START INPUT DATA

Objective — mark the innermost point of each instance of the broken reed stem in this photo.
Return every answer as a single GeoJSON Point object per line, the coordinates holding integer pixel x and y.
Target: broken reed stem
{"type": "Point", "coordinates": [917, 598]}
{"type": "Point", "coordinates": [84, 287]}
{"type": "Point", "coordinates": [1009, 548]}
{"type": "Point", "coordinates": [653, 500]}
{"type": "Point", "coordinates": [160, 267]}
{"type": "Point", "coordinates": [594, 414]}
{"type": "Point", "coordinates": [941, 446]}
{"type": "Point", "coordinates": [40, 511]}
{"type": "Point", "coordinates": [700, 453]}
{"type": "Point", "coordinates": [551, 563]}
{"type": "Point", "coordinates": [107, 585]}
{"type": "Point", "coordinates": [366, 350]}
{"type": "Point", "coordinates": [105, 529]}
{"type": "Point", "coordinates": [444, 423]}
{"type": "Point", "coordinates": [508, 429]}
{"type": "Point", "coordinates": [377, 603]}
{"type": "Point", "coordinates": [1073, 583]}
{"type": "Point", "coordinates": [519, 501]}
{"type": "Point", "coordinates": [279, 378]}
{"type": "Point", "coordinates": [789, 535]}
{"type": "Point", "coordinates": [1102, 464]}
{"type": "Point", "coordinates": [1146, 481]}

END INPUT DATA
START INPUT DATA

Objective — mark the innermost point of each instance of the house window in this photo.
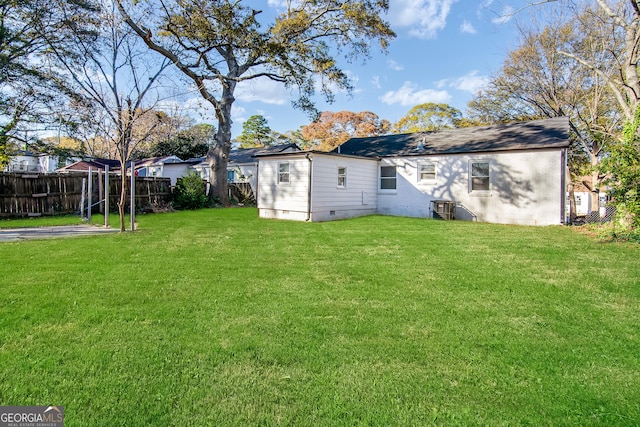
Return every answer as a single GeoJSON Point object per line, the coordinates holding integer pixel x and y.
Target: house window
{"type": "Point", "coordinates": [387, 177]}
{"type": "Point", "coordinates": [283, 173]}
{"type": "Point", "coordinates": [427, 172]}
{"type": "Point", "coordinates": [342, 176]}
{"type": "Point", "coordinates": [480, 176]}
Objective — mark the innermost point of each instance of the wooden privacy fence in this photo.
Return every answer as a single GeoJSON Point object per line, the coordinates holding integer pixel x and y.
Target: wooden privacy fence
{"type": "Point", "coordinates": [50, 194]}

END INPUT DATA

_WHAT YOU NEED TO DO:_ Pull each line containing "instance" from the records.

_TASK RESPONSE:_
Objective — mark the innermost point of each instance of the broken reed stem in this photo.
Objective — mark the innermost point of each instance of the house window in this photo.
Objective — mark the innermost point of each instance of the wooden privacy fence in this photo.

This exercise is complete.